## ASSIGNMENT
Reproduce the records word for word, from the first line to the line containing "point: night sky".

····················

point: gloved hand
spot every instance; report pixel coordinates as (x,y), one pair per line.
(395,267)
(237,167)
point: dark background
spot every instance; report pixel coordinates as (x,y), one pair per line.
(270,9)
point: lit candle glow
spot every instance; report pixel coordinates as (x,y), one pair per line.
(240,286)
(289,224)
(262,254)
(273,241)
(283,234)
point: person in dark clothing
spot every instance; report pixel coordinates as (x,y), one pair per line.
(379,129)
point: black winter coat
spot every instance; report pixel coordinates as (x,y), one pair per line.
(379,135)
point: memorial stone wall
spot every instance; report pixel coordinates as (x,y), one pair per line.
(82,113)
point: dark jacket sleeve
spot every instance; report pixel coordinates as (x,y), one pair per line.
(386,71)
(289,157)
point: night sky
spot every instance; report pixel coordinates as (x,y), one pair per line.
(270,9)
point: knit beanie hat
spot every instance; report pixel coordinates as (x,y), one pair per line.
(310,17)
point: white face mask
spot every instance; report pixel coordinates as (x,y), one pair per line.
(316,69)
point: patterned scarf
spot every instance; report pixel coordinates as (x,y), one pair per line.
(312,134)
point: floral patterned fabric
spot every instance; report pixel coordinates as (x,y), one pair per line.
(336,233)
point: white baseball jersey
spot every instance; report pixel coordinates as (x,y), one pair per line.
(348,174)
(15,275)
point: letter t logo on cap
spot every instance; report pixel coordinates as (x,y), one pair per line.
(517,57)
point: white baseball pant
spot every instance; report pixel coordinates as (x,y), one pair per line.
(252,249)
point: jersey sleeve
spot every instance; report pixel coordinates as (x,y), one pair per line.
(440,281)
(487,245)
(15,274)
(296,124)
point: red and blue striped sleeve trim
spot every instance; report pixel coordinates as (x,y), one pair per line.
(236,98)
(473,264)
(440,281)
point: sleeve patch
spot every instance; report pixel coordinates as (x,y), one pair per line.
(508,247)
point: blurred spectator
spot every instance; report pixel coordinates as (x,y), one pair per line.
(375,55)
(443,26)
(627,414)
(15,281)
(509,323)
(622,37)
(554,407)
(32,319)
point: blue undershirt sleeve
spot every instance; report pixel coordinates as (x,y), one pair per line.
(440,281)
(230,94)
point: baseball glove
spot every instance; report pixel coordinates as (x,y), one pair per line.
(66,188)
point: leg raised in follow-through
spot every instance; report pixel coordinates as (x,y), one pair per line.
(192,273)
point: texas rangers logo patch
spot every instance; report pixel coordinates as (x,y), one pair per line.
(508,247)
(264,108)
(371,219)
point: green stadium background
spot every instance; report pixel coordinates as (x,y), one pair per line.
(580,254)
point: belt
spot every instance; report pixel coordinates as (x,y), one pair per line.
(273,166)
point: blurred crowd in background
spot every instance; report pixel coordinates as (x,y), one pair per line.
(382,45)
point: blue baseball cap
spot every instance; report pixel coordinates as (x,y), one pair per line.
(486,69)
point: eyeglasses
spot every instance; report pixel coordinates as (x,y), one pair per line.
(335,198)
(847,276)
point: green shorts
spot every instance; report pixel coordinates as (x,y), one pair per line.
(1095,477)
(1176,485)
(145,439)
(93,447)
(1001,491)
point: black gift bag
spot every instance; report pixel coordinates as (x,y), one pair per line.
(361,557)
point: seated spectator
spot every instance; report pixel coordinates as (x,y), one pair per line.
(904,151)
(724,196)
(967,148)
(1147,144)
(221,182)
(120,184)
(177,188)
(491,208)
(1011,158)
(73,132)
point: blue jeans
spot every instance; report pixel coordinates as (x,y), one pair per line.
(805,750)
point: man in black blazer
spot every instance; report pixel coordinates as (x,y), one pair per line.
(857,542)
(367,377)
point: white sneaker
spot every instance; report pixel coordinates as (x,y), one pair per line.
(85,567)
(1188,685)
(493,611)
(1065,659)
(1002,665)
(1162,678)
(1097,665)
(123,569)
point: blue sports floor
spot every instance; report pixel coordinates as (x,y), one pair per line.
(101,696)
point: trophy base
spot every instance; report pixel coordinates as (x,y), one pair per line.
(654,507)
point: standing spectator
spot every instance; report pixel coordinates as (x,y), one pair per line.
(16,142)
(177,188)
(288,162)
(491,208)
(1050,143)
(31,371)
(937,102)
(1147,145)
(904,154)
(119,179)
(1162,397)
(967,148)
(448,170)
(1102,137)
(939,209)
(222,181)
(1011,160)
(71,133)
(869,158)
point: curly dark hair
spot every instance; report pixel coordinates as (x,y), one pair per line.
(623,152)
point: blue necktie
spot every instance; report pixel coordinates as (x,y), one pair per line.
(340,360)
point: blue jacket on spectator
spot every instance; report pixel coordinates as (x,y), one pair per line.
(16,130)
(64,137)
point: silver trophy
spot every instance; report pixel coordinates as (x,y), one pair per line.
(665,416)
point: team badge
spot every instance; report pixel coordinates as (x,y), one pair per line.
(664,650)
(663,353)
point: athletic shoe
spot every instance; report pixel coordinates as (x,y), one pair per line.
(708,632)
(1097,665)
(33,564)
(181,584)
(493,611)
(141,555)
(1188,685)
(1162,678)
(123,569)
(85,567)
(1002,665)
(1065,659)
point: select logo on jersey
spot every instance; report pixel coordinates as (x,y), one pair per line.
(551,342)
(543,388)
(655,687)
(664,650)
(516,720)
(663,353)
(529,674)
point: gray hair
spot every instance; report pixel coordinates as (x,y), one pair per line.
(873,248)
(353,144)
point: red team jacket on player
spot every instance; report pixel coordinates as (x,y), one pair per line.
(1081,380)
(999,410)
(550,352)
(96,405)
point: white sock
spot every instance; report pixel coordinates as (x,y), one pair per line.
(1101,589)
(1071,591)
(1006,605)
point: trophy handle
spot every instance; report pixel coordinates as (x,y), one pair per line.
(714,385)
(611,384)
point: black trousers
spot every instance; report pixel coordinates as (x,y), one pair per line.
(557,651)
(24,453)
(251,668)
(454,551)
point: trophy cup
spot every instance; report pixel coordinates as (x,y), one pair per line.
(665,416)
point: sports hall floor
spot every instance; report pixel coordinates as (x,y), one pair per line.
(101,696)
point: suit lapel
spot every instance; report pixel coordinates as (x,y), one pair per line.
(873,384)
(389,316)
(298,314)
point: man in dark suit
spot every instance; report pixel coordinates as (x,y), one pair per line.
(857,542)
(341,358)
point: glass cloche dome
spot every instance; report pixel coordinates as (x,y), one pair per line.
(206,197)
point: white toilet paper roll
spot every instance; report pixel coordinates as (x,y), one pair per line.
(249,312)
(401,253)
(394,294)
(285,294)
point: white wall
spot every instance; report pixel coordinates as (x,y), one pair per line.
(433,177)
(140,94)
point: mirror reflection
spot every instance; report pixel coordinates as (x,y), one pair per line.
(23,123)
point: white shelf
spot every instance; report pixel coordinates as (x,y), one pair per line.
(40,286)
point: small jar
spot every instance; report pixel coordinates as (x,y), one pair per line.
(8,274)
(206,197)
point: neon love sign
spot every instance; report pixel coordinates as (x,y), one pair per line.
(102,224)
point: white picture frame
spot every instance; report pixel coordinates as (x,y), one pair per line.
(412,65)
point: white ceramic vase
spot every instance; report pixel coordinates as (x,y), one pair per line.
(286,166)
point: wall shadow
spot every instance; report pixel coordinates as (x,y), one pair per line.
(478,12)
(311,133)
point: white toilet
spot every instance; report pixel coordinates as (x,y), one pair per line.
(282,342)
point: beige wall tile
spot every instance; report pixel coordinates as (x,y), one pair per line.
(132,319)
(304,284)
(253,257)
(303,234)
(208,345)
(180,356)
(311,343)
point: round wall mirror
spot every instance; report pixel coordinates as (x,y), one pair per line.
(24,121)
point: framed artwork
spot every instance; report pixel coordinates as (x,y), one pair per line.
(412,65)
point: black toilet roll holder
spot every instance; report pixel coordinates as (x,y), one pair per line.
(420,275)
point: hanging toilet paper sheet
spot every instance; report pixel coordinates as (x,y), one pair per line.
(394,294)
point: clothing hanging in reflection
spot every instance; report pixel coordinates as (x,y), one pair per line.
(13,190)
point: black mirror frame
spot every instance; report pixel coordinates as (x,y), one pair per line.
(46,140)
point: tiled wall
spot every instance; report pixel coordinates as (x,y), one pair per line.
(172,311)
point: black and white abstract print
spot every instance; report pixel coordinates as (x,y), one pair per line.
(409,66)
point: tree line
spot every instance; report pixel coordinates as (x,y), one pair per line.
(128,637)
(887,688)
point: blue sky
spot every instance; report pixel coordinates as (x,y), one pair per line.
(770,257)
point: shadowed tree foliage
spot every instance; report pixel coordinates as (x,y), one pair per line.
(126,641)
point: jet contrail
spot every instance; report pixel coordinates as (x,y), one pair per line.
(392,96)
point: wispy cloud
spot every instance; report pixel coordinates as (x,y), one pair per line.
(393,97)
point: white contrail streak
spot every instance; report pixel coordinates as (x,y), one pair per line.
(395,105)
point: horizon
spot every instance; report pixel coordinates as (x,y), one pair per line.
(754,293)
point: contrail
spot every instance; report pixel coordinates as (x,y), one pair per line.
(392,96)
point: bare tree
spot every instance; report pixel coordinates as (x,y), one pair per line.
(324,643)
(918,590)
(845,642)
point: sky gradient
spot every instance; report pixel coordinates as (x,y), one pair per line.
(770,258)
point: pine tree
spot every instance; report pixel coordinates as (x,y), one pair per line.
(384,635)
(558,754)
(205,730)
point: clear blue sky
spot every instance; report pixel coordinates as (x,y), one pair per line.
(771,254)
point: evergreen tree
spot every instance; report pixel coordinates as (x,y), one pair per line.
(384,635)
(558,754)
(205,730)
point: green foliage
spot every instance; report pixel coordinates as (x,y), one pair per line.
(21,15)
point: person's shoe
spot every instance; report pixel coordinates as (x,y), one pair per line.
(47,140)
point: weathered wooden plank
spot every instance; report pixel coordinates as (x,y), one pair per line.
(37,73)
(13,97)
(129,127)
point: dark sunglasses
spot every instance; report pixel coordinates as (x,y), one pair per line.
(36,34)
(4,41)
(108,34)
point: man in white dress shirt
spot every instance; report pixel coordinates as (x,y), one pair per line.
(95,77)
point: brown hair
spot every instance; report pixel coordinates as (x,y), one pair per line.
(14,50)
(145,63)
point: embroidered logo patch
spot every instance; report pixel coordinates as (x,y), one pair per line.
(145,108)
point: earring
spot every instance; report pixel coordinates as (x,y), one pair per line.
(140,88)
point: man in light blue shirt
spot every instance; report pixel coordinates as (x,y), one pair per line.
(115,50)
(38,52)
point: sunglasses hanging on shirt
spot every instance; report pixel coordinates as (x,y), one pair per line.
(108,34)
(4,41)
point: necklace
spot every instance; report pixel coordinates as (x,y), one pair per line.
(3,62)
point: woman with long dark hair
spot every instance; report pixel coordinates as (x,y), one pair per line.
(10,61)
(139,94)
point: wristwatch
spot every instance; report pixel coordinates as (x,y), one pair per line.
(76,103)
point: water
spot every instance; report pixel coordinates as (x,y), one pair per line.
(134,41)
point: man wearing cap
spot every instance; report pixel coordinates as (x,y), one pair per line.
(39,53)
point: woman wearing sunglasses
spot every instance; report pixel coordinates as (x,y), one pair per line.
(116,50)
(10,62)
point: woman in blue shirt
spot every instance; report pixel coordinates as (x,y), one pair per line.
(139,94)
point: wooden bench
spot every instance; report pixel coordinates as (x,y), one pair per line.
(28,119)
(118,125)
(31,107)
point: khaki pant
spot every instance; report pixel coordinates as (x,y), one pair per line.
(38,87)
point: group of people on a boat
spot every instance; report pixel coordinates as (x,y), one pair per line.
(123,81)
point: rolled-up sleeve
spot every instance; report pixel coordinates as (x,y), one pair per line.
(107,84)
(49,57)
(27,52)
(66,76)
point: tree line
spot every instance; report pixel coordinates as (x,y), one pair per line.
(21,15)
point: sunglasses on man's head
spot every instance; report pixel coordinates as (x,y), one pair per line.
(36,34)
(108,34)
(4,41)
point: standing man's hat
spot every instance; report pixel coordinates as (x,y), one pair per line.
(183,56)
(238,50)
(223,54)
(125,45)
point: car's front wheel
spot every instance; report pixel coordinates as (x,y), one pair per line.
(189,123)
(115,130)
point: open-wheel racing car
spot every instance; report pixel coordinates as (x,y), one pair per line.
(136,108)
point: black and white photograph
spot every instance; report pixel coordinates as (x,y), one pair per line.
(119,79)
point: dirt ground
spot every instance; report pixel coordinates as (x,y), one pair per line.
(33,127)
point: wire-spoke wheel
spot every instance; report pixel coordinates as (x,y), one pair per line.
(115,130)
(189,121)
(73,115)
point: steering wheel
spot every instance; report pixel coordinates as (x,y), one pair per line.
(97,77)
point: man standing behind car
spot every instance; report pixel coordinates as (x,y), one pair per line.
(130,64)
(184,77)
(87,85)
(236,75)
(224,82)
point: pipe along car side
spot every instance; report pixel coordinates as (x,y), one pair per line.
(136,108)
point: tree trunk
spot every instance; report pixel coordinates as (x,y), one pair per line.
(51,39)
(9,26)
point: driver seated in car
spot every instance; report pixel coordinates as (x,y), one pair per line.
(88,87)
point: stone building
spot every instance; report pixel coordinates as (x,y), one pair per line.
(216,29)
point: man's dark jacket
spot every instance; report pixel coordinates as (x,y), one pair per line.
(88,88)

····················

## WRITTEN RESPONSE
point: gloved hand
spot every instance; report pixel coordinates as (x,y), one pair per line.
(395,267)
(237,167)
point: dark background
spot every instance; report pixel coordinates as (x,y), one pair per line.
(270,9)
point: lit candle glow
spot every instance; report pixel coordinates as (x,y), one pair per line.
(240,286)
(289,224)
(262,254)
(273,241)
(283,234)
point: person in dark clothing
spot every instance; report pixel coordinates as (x,y), one pair per line.
(379,129)
point: black winter coat
spot every instance; report pixel coordinates as (x,y), one pair per line.
(379,135)
point: memorial stone wall
spot every instance; report pixel coordinates as (x,y), one pair per line.
(82,113)
point: dark jacket sleeve
spot every instance; report pixel coordinates as (x,y), one pair per line.
(386,71)
(289,157)
point: night sky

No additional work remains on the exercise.